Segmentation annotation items
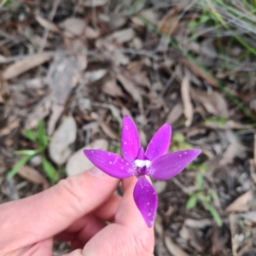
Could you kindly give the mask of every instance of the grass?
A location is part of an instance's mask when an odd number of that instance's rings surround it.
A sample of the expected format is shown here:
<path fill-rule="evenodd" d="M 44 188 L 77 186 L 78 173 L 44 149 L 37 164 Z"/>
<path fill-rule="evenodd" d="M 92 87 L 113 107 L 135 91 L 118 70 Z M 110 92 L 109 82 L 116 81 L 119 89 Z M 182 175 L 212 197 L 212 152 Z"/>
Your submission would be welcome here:
<path fill-rule="evenodd" d="M 208 3 L 208 1 L 201 1 L 204 3 Z M 212 1 L 214 3 L 216 2 L 221 2 L 218 0 Z M 204 5 L 207 6 L 206 4 Z M 256 55 L 256 49 L 253 49 L 250 45 L 248 45 L 243 39 L 241 39 L 239 36 L 236 35 L 235 32 L 231 31 L 227 22 L 224 21 L 224 18 L 216 11 L 216 9 L 212 9 L 212 4 L 210 3 L 210 6 L 207 6 L 207 9 L 204 9 L 204 15 L 205 18 L 199 20 L 199 23 L 205 23 L 207 22 L 210 20 L 212 20 L 214 17 L 215 23 L 218 22 L 219 25 L 221 25 L 224 29 L 230 31 L 231 32 L 231 35 L 233 36 L 234 39 L 236 39 L 242 46 L 245 47 L 245 50 L 247 50 L 251 54 Z M 211 8 L 212 7 L 212 8 Z M 207 19 L 207 15 L 208 14 L 208 18 Z M 202 73 L 204 73 L 205 76 L 207 76 L 209 79 L 211 79 L 216 87 L 218 87 L 228 98 L 230 98 L 235 104 L 237 106 L 248 118 L 250 118 L 253 123 L 256 123 L 256 115 L 252 113 L 252 111 L 247 108 L 236 96 L 233 96 L 226 88 L 225 86 L 218 79 L 214 78 L 212 73 L 210 72 L 210 70 L 204 67 L 191 54 L 187 52 L 176 40 L 173 38 L 171 38 L 168 35 L 164 34 L 154 24 L 150 22 L 148 19 L 146 19 L 144 16 L 141 15 L 137 15 L 137 16 L 141 19 L 141 20 L 147 25 L 151 30 L 153 30 L 154 32 L 156 32 L 160 37 L 166 38 L 167 42 L 175 49 L 177 49 L 178 51 L 180 51 L 183 56 L 189 60 L 193 65 L 195 65 L 198 70 L 200 70 Z M 212 18 L 213 17 L 213 18 Z M 195 24 L 194 24 L 195 26 Z M 191 23 L 190 23 L 191 26 Z"/>
<path fill-rule="evenodd" d="M 39 121 L 36 131 L 26 130 L 25 137 L 32 144 L 36 145 L 36 148 L 15 151 L 15 154 L 23 155 L 23 157 L 20 159 L 20 160 L 9 172 L 7 178 L 13 177 L 32 157 L 39 154 L 42 159 L 43 169 L 46 176 L 52 183 L 58 181 L 59 178 L 56 169 L 45 157 L 45 150 L 49 146 L 50 137 L 46 134 L 44 120 L 42 119 Z"/>

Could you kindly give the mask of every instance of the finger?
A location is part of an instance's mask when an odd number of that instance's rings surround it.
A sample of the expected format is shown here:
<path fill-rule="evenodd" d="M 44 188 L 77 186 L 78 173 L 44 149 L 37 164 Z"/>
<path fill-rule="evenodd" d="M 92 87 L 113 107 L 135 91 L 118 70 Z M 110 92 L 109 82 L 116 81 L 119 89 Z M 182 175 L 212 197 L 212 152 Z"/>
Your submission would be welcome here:
<path fill-rule="evenodd" d="M 102 220 L 113 222 L 121 199 L 121 196 L 113 195 L 108 201 L 94 212 L 95 215 Z"/>
<path fill-rule="evenodd" d="M 56 235 L 55 237 L 66 241 L 79 240 L 84 245 L 105 226 L 105 222 L 92 214 L 88 214 L 75 221 L 65 231 Z"/>
<path fill-rule="evenodd" d="M 133 190 L 137 181 L 136 177 L 126 178 L 122 181 L 124 196 L 118 208 L 115 221 L 125 226 L 139 230 L 141 228 L 145 229 L 147 224 L 133 199 Z"/>
<path fill-rule="evenodd" d="M 35 195 L 1 205 L 3 252 L 51 237 L 104 203 L 119 180 L 92 170 L 95 174 L 85 172 Z"/>
<path fill-rule="evenodd" d="M 117 209 L 116 223 L 92 237 L 84 247 L 83 255 L 153 256 L 154 230 L 148 228 L 134 202 L 136 183 L 136 177 L 123 181 L 125 193 Z"/>

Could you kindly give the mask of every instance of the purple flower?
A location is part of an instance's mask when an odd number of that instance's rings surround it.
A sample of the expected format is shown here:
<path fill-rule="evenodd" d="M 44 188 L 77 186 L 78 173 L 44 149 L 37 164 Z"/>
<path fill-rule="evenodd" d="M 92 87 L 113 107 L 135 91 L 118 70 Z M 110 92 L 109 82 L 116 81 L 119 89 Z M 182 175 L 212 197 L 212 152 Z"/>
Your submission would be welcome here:
<path fill-rule="evenodd" d="M 154 134 L 144 153 L 133 120 L 131 117 L 125 116 L 121 135 L 121 151 L 124 158 L 103 150 L 84 151 L 96 167 L 112 177 L 138 177 L 133 197 L 148 227 L 153 225 L 155 218 L 157 195 L 146 175 L 160 180 L 172 178 L 201 153 L 200 149 L 188 149 L 167 154 L 171 134 L 171 125 L 165 124 Z"/>

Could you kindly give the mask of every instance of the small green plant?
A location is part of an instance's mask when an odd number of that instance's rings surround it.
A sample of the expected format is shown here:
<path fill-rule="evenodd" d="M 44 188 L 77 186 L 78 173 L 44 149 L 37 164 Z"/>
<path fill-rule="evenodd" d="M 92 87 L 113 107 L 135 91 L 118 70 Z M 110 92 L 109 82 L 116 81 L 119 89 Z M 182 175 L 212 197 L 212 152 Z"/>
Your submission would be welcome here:
<path fill-rule="evenodd" d="M 218 118 L 217 116 L 211 116 L 208 119 L 206 119 L 205 125 L 208 125 L 211 123 L 217 123 L 218 127 L 222 127 L 227 123 L 227 118 L 226 117 L 222 117 L 222 118 Z"/>
<path fill-rule="evenodd" d="M 195 183 L 197 187 L 197 191 L 192 192 L 189 194 L 189 200 L 186 204 L 186 208 L 188 210 L 191 210 L 195 208 L 198 202 L 201 202 L 206 210 L 207 210 L 212 216 L 213 219 L 215 220 L 217 225 L 218 227 L 222 227 L 223 223 L 221 218 L 212 206 L 212 201 L 218 197 L 216 193 L 212 189 L 208 189 L 207 192 L 205 192 L 204 189 L 204 178 L 203 175 L 207 172 L 207 166 L 205 164 L 195 166 L 191 165 L 188 166 L 192 170 L 199 169 L 199 172 L 196 174 L 195 177 Z"/>
<path fill-rule="evenodd" d="M 42 158 L 43 169 L 45 174 L 53 183 L 58 180 L 56 169 L 46 159 L 44 151 L 49 146 L 50 137 L 47 136 L 44 129 L 44 121 L 39 121 L 36 131 L 26 130 L 25 137 L 33 143 L 37 148 L 35 149 L 24 149 L 15 151 L 15 154 L 23 155 L 23 157 L 14 166 L 7 175 L 7 178 L 14 177 L 23 166 L 25 166 L 33 156 L 39 154 Z"/>

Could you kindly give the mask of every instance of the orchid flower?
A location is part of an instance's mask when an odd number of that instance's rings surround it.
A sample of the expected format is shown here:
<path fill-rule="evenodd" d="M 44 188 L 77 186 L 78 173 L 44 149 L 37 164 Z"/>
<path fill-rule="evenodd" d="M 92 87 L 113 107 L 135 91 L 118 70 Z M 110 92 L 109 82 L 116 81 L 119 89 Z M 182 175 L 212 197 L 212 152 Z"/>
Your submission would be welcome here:
<path fill-rule="evenodd" d="M 154 134 L 144 153 L 133 120 L 125 116 L 121 134 L 124 158 L 103 150 L 84 150 L 85 156 L 105 173 L 117 178 L 138 177 L 133 198 L 148 227 L 153 225 L 155 218 L 157 195 L 146 176 L 160 180 L 172 178 L 201 153 L 200 149 L 187 149 L 167 154 L 171 134 L 171 125 L 165 124 Z"/>

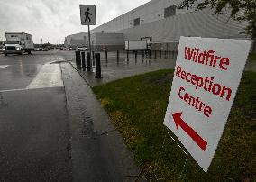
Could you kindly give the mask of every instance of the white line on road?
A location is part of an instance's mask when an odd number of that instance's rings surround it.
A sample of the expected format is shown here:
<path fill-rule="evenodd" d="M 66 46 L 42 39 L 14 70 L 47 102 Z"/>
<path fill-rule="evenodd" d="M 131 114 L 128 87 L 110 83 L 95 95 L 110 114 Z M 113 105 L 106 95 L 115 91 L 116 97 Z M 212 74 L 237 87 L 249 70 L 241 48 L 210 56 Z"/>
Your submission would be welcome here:
<path fill-rule="evenodd" d="M 9 67 L 9 65 L 0 65 L 0 68 L 5 68 L 6 67 Z"/>
<path fill-rule="evenodd" d="M 59 64 L 45 64 L 27 89 L 64 86 Z"/>

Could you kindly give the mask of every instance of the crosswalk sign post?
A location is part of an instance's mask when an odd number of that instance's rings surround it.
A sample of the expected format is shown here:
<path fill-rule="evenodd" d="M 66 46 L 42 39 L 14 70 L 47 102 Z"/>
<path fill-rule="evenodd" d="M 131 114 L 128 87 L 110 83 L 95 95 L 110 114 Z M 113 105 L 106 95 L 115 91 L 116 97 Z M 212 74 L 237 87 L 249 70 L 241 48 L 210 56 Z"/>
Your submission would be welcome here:
<path fill-rule="evenodd" d="M 80 6 L 81 24 L 88 25 L 89 51 L 90 51 L 90 55 L 92 55 L 90 25 L 96 24 L 96 5 L 80 5 L 79 6 Z M 92 58 L 92 56 L 90 57 Z"/>

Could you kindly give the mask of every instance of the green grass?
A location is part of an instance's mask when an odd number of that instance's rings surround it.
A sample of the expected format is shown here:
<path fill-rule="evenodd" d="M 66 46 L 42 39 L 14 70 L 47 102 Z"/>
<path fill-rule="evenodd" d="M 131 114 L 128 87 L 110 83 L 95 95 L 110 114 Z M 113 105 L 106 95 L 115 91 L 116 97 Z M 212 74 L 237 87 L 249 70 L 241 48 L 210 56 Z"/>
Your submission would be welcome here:
<path fill-rule="evenodd" d="M 256 62 L 256 54 L 250 53 L 247 59 L 251 62 Z"/>
<path fill-rule="evenodd" d="M 245 72 L 215 158 L 206 174 L 163 125 L 173 71 L 117 80 L 93 90 L 151 181 L 256 181 L 256 73 Z M 169 131 L 169 135 L 166 135 Z M 164 145 L 162 145 L 164 141 Z M 254 146 L 254 148 L 253 148 Z"/>

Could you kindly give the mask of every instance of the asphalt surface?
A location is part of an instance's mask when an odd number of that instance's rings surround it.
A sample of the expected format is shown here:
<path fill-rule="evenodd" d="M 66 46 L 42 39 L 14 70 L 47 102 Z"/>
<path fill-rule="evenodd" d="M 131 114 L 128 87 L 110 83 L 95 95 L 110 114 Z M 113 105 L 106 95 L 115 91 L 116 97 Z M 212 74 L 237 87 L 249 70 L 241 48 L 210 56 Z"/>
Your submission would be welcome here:
<path fill-rule="evenodd" d="M 1 182 L 145 181 L 90 86 L 173 68 L 175 56 L 100 56 L 103 78 L 96 79 L 94 66 L 77 68 L 74 51 L 0 54 Z"/>
<path fill-rule="evenodd" d="M 0 55 L 1 182 L 145 180 L 74 56 Z"/>
<path fill-rule="evenodd" d="M 63 84 L 37 77 L 58 59 L 54 51 L 0 55 L 0 181 L 72 181 Z"/>

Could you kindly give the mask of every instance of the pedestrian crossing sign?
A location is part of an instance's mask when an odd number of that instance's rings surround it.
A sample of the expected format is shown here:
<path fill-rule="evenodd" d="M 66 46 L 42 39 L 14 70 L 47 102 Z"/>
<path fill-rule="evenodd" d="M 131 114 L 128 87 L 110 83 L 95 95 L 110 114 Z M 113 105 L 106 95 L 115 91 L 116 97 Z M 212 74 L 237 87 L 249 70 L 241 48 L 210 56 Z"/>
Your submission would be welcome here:
<path fill-rule="evenodd" d="M 82 25 L 96 25 L 96 5 L 80 5 L 80 17 Z"/>

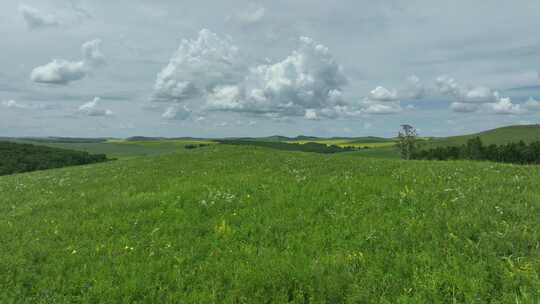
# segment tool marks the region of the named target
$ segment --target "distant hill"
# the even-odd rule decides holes
[[[469,135],[432,138],[426,142],[424,147],[459,146],[465,144],[467,140],[477,136],[487,145],[501,145],[519,142],[521,140],[530,143],[540,141],[540,125],[509,126]]]
[[[89,154],[40,145],[0,141],[0,175],[87,165],[108,161],[104,154]]]

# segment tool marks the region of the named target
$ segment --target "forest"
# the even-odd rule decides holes
[[[108,160],[104,154],[0,141],[0,175],[94,164]]]
[[[539,164],[540,141],[484,145],[480,137],[475,137],[461,146],[419,149],[413,153],[412,158],[426,160],[485,160],[523,165]]]

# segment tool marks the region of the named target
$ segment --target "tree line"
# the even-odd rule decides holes
[[[221,144],[227,145],[236,145],[236,146],[259,146],[266,147],[277,150],[286,150],[286,151],[303,151],[303,152],[314,152],[322,154],[332,154],[332,153],[341,153],[341,152],[351,152],[357,151],[362,148],[356,148],[352,146],[340,147],[337,145],[326,145],[315,142],[307,142],[304,144],[297,143],[284,143],[284,142],[273,142],[273,141],[251,141],[251,140],[218,140]]]
[[[104,154],[0,141],[0,175],[108,161]]]
[[[413,159],[428,160],[486,160],[514,164],[540,164],[540,141],[484,145],[480,137],[471,138],[461,146],[417,150]]]

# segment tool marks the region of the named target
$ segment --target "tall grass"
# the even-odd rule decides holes
[[[538,303],[540,169],[216,145],[0,178],[0,303]]]

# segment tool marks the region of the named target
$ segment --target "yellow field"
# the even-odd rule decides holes
[[[288,141],[288,143],[291,144],[306,144],[309,142],[319,143],[319,144],[325,144],[325,145],[336,145],[339,147],[355,147],[355,148],[383,148],[383,147],[391,147],[395,145],[394,142],[352,142],[348,139],[320,139],[320,140],[293,140]]]
[[[121,144],[121,145],[140,145],[140,146],[162,146],[162,145],[175,145],[175,146],[185,146],[185,145],[200,145],[200,144],[206,144],[206,145],[212,145],[216,144],[216,142],[211,140],[190,140],[190,139],[163,139],[163,140],[149,140],[149,141],[130,141],[125,139],[111,139],[108,141],[112,144]]]

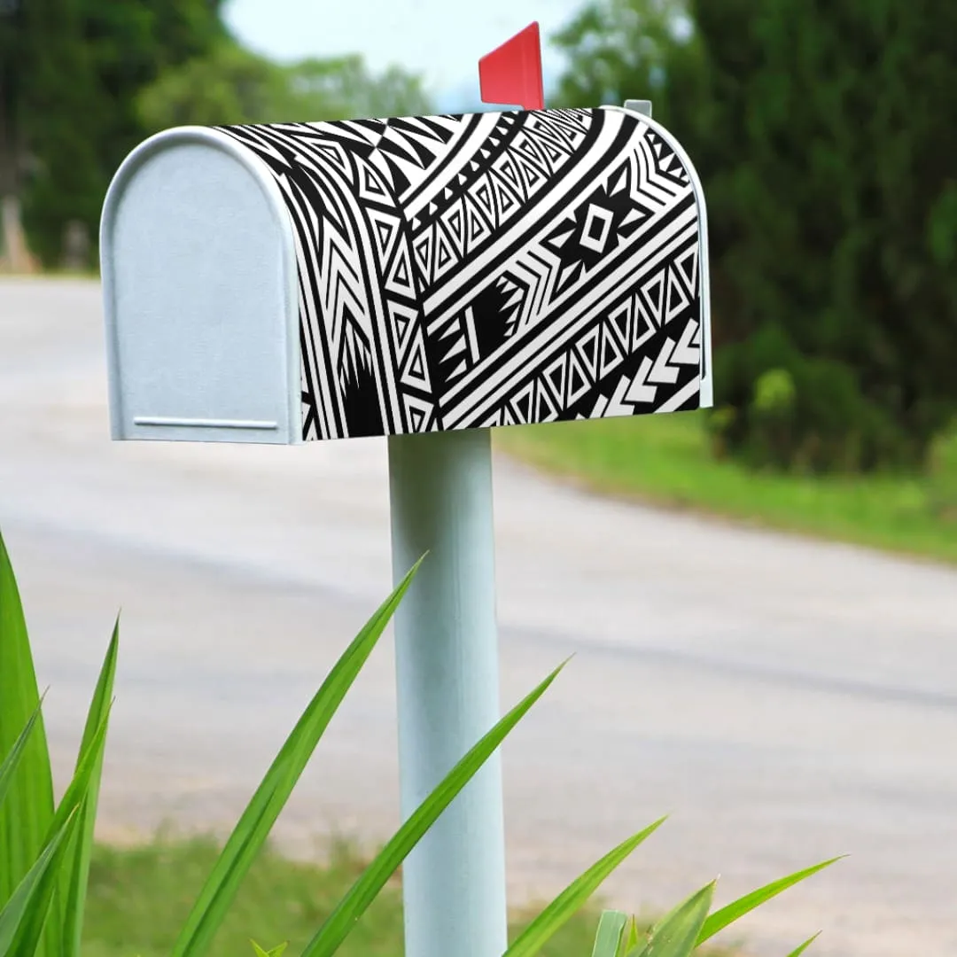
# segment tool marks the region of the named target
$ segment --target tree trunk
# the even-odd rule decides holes
[[[20,219],[20,200],[13,194],[0,199],[0,269],[11,273],[34,271]]]

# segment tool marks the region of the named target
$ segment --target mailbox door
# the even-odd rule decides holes
[[[115,438],[301,440],[292,229],[249,150],[211,129],[146,141],[100,249]]]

What you will do — Quote the lines of the items above from the line with "of the finger?" up to and including the line with "133 190 L 137". Reproduce each line character for character.

Answer to the problem —
Could you kindly give the mask of every instance of the finger?
A location is part of an instance's mask when an odd number of that instance's rings surround it.
A sample of the expected format is shown here:
<path fill-rule="evenodd" d="M 44 188 L 77 186 L 78 173 L 44 149 L 37 164 Z"/>
<path fill-rule="evenodd" d="M 92 87 L 113 107 L 135 91 L 118 70 Z M 110 92 L 109 82 L 116 81 L 119 89 Z M 182 175 L 212 197 L 212 152 Z"/>
Your submission would be welcome here:
<path fill-rule="evenodd" d="M 102 220 L 113 222 L 121 199 L 121 196 L 113 195 L 108 201 L 94 212 L 95 215 Z"/>
<path fill-rule="evenodd" d="M 56 235 L 55 237 L 66 241 L 79 240 L 84 245 L 105 226 L 105 222 L 92 214 L 88 214 L 75 221 L 65 231 Z"/>
<path fill-rule="evenodd" d="M 133 190 L 137 181 L 136 177 L 126 178 L 122 181 L 124 196 L 118 208 L 115 221 L 125 226 L 139 230 L 141 228 L 145 229 L 147 224 L 133 199 Z"/>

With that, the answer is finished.